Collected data
==================================================

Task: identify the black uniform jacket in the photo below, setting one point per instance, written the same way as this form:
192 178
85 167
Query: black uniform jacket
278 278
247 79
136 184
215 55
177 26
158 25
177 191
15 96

==================================================

Reproduce every line above, requests included, adding 21 to each coordinate in the answers and leaving all numbers in the requests as they are.

### The result
Task: identify the black uniform jacket in the photo below, setting one point per instance, written the same way as this form:
192 178
85 167
Query: black uniform jacket
299 299
268 100
157 205
236 76
198 47
179 46
198 212
36 117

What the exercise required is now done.